*What is being asked*:
Pick out and copy each line of the data that contains the string "poster". Case counts.

-- Start Exercise inputs --

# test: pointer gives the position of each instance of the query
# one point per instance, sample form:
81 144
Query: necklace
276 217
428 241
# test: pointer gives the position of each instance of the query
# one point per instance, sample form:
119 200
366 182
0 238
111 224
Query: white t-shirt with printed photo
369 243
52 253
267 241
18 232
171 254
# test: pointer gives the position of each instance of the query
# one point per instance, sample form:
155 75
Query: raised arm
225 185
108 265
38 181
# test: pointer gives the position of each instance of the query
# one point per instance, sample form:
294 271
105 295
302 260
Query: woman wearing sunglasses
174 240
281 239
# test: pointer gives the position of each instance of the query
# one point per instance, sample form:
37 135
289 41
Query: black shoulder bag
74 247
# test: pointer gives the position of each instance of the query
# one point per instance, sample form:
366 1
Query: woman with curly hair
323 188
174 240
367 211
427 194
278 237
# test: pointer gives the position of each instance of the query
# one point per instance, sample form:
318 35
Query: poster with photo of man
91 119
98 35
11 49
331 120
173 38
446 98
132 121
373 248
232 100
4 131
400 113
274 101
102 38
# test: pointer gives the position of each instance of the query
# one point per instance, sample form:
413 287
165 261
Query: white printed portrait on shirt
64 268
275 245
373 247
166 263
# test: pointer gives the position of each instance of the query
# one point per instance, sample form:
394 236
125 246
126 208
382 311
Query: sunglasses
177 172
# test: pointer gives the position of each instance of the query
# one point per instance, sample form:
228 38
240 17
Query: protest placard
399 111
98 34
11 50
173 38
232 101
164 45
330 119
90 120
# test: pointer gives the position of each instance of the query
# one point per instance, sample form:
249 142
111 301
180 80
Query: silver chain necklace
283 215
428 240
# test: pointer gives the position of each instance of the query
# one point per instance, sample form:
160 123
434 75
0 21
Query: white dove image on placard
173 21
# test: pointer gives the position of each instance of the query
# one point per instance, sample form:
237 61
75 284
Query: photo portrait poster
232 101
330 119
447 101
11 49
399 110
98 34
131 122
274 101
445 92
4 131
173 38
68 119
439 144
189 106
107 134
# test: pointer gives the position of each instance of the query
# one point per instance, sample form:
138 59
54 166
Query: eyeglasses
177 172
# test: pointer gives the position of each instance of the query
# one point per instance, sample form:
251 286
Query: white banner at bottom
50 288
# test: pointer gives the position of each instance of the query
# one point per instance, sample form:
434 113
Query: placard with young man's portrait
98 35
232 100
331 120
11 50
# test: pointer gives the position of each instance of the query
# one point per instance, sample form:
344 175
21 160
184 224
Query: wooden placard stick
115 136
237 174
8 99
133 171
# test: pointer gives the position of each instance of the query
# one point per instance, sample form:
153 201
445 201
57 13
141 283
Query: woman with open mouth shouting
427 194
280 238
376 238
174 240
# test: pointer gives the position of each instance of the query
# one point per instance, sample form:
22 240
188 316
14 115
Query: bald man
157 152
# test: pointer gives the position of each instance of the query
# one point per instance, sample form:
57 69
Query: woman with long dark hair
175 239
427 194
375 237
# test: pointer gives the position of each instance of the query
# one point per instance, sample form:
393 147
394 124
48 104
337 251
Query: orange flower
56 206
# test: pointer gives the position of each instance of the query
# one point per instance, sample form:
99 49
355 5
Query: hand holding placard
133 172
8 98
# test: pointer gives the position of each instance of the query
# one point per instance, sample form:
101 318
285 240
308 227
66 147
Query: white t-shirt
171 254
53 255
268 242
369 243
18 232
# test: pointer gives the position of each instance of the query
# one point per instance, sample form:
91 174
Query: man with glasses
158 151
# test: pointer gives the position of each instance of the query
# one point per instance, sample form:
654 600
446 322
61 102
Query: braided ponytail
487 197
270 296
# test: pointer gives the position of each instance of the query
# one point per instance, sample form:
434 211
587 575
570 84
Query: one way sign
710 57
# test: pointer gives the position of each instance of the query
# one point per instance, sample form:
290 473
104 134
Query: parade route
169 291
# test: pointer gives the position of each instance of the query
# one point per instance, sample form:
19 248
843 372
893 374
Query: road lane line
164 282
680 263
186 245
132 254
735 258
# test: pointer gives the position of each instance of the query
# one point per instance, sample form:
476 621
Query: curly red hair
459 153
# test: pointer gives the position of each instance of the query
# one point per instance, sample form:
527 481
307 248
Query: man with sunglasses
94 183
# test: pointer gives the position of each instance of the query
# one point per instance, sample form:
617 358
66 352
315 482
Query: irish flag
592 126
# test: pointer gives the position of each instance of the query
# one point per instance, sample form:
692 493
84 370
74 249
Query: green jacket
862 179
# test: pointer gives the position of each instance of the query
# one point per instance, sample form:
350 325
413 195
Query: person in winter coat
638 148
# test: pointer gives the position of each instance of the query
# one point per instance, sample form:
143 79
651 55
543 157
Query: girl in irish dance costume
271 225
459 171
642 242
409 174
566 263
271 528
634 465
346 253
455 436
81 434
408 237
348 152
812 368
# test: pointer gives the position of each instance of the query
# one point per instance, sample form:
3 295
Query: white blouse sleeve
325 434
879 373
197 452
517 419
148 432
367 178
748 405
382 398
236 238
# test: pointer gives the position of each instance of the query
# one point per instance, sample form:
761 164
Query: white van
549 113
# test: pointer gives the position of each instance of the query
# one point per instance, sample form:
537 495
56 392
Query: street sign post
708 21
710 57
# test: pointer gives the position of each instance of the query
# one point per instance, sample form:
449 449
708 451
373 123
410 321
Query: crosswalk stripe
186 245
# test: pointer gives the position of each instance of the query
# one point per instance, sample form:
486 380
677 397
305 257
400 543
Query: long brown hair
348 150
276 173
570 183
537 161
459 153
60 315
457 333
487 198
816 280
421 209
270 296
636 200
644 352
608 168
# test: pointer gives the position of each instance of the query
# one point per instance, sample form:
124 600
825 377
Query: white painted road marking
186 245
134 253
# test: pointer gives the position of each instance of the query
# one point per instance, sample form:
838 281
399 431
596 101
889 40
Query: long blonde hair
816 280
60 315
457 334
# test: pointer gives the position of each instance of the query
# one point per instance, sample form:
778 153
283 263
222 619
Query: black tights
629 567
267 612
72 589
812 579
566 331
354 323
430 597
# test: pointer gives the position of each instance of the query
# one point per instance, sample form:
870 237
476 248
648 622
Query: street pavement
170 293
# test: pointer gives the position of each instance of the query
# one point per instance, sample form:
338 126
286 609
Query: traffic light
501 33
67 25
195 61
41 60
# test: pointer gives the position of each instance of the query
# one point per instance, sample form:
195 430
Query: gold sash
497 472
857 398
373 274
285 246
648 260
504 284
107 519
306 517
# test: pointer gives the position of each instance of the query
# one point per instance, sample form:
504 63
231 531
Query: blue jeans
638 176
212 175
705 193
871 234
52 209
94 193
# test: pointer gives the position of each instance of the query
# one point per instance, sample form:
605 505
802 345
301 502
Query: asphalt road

-- End Exercise inputs --

*Reply to the exercise*:
Query: poster with photo of man
Query: photo portrait poster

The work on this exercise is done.